Texte fourni ->
« Memory box » lundi 17 avril 20h30

Khalil Joreige, Joana Hadjithomas , (2002) Liban 1h42, Avec Rim Turki, Manal Issa, Paloma Vauthier

Montréal, le jour de Noël, Maia et sa fille, Alex, reçoivent un mystérieux colis en provenance de Beyrouth. Ce sont des cahiers, des cassettes et des photographies, toute une correspondance, que Maia, de 13 à 18 ans, a envoyé de Beyrouth à sa meilleure amie partie à Paris pour fuir la guerre civile. Maia refuse d’affronter ce passé mais Alex s’y plonge en cachette. Elle y découvre des secrets bien gardés.

Porté par quatre sensationnelles actrices, Memory Box est un chœur d’amour et de tristesse.

Il y a beaucoup d’originalité dans la manière dont les deux cinéastes s’invitent dans les souvenirs de la mère. Sa fille, Alex, devient le témoin privilégié d’un récit qui ne lui appartient pas mais dont ses aînés lui ont tu une grande partie des secrets. Elle découvre à travers les objets disséminés dans le carton une part inconnue de sa mère et de sa grand-mère. Surtout, elle entreprend un voyage à l’intérieur d’elle-même où elle doit faire la synthèse entre son identité canadienne et ses origines libanaises. Le scénario emprunte pour ce faire le langage moderne de l’animation et du montage téléphonique. Cela donne au film une couleur tout à fait originale, qui joue entre le réalisme, la fantaisie et les codes actuels de la jeunesse. A cette tonalité particulière s’ajoute une musique des années 80 réjouissante qui embarque le spectateur dans un passé virevoltant et aérien.Laurent Cambon

Cette tâche archéologique ardue , difficile pour les protagonistes et notamment pour Maïa, n’efface évidemment pas la guerre et les blessures infligées mais comme un travail psychanalytique, elle permet de dire le passé, le comprendre, de le transcender, éventuellement de se réconcilier avec soi et les autres, d’aller de l’avant plus légèrement. Et de parvenir vers la fin du film à une grande puissance émotionnelle. Memory box est aussi magnifique qu’utile (et pas seulement pour les spectateurs qui auraient été affectés par la guerre civile du Liban, cela va sans dire), un film dont l’intelligence, la force et la beauté sont encore plus émouvantes à la lumière de ce que vit le Liban actuellement Transfuge

L’interview de Joana Hadjithomas (JH) et Khalil Joreige (KJ)

Extrait des données ->
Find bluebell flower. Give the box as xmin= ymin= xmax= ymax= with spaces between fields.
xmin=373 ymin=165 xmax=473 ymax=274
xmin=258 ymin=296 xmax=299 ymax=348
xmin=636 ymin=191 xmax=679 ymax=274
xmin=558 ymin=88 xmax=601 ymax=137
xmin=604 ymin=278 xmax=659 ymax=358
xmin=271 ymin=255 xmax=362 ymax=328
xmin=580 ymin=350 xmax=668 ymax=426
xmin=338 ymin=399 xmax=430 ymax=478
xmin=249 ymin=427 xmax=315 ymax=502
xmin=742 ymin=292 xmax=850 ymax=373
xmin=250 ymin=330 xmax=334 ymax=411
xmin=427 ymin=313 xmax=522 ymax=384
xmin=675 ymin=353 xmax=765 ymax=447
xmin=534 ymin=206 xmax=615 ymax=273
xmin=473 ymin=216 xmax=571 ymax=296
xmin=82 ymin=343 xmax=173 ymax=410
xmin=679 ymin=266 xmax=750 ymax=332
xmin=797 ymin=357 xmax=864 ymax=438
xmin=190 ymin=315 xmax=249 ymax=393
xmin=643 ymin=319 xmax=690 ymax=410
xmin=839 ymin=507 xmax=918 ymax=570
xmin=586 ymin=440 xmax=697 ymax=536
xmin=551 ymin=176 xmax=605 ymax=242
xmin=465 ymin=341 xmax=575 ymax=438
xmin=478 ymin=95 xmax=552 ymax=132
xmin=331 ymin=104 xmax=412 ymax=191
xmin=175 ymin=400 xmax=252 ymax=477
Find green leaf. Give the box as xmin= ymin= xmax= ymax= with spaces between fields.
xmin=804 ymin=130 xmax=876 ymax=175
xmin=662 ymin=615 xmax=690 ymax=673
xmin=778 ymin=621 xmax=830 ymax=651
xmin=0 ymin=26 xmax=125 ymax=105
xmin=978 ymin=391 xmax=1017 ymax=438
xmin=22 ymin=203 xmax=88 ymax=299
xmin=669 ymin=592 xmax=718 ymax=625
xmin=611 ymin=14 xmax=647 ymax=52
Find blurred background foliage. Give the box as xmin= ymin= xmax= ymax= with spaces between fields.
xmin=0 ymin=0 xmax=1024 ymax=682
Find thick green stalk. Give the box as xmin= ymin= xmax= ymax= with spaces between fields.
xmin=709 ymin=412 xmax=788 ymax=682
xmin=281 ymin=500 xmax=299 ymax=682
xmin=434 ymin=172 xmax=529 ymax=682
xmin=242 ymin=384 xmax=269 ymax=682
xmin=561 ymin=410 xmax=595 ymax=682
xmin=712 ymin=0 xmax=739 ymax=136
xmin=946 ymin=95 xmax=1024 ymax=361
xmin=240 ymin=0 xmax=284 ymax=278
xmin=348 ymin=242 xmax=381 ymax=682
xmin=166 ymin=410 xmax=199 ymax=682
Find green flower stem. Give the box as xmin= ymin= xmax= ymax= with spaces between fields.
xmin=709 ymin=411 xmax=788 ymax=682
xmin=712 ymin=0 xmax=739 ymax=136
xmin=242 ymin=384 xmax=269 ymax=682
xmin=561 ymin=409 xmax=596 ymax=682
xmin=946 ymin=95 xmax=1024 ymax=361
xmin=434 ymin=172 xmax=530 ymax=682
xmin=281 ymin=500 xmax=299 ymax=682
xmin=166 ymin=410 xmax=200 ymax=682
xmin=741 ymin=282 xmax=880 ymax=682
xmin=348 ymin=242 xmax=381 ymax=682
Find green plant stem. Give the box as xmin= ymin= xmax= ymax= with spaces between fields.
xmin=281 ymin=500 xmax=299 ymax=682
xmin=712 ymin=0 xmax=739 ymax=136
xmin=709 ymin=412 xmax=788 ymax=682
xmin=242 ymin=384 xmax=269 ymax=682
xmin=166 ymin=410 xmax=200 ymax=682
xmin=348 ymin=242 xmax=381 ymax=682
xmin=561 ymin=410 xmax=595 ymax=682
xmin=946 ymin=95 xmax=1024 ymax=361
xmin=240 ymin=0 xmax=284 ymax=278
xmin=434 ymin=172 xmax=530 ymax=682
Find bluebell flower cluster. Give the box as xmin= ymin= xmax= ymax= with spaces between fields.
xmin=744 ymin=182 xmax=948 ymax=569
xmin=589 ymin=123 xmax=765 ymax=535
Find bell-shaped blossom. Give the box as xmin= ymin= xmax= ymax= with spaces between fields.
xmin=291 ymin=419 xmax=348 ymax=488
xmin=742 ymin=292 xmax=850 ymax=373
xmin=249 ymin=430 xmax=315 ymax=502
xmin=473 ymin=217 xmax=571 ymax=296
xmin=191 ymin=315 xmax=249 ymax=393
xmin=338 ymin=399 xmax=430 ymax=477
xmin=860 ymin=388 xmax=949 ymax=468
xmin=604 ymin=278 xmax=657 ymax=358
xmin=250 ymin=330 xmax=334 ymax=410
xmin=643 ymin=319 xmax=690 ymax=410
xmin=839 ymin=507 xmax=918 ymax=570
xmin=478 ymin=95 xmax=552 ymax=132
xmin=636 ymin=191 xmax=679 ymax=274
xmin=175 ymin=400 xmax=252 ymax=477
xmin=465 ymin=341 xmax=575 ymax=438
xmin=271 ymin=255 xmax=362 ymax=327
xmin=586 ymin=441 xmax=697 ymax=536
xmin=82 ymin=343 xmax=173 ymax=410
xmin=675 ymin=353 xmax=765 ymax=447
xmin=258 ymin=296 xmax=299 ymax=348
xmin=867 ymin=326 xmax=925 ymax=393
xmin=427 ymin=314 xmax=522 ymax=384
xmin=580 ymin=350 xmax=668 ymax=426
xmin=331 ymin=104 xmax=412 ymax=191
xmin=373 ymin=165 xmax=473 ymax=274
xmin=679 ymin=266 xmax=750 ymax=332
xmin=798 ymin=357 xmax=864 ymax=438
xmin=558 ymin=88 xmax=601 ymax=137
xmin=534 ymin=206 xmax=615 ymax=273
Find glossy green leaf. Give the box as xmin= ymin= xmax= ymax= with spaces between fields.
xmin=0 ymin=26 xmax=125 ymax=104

Consigne ->
Rédigez la suite de la présentation du film Memory Box, en reprenant juste après sa dernière ligne.

Résultat ->
Comment ne pas évoquer le présent et la catastrophe économique qui s’abat
sur le Liban mais aussi le fait que le film a été tourné avant l’explosion du 4 aout. N’y voyez vous pas un cycle terrible, celui d’un éternel recommencement ?



JH – Nous avons fini de tourner le film en mai 2019 et commencé à monter en pleine révolution, à l’automne de la même année. Une révolution contre les dirigeants corrompus et criminels et contre le système bancaire qui a pris en otage les libanais. Bien- sûr, cela résonne de façon tragique, comme un miroir terrifiant, avec de nombreuses pages de mes cahiers qui sont cités dans le film, et qui font écho à la violence de la guerre, la devaluation actuelle de la livre, l’insécurité, le désespoir et l’effondrement total des systèmes au Liban, la tentation, voire parfois l’obligation terrible de l’exil. Jusqu’à l’explosion tragique du 4 août, la troisième plus grosse explosion après Hiroshima et Nagasaki, qui a détruit un tiers de la ville et une partie de nos vies.

La mémoire traitée dans le film n’est pas seulement intime et familiale, mais aussi
collective, historique.


KJ – Une des questions que nous nous posons tous, quelque-soit notre vécu, est cette relation à la mémoire, au passé, à l’histoire et à sa possible transmission. Qu’est-ce qui demeure, qu’est-ce qui devrait demeurer ? Mais aussi comment réfléchir, à partir d’une histoire personnelle, le rapport à l’Histoire plus collective ? Notre travail d’artistes et de cinéastes interroge depuis des années la représentation de la violence, l’écriture de l’Histoire ainsi que les constructions d’imaginaire.


JH – Ce qui nous a fascinés en lisant mes cahiers, c’est qu’on ne comprend
pas vraiment les évènements mais on suit le quotidien, ce qu’on vit, ce qu’on
mange, ce qu’on fait dans l’abri, nos sensations, nos débats politiques. Tout
est vécu et raconté dans les moindres details. Et ces détails font totalement
partie de la mémoire collective.


KJ Pour Maia jeune, la guerre n’est pas une situation exceptionnelle, c’est son
quotidien. Les cahiers de Joana sont très indicatifs de cela. Maia veut vivre
avant tout. On envisage souvent les guerres civiles sous l’aspect du trauma, ce
n’est pas ce que nous montrons dans notre travail. Dans la correspondance de
Joana, ce qui apparaît surtout c’est le désir de vivre, d’aimer, de s’amuser, la
liberté et la pulsion de vie quoiqu’il arrive.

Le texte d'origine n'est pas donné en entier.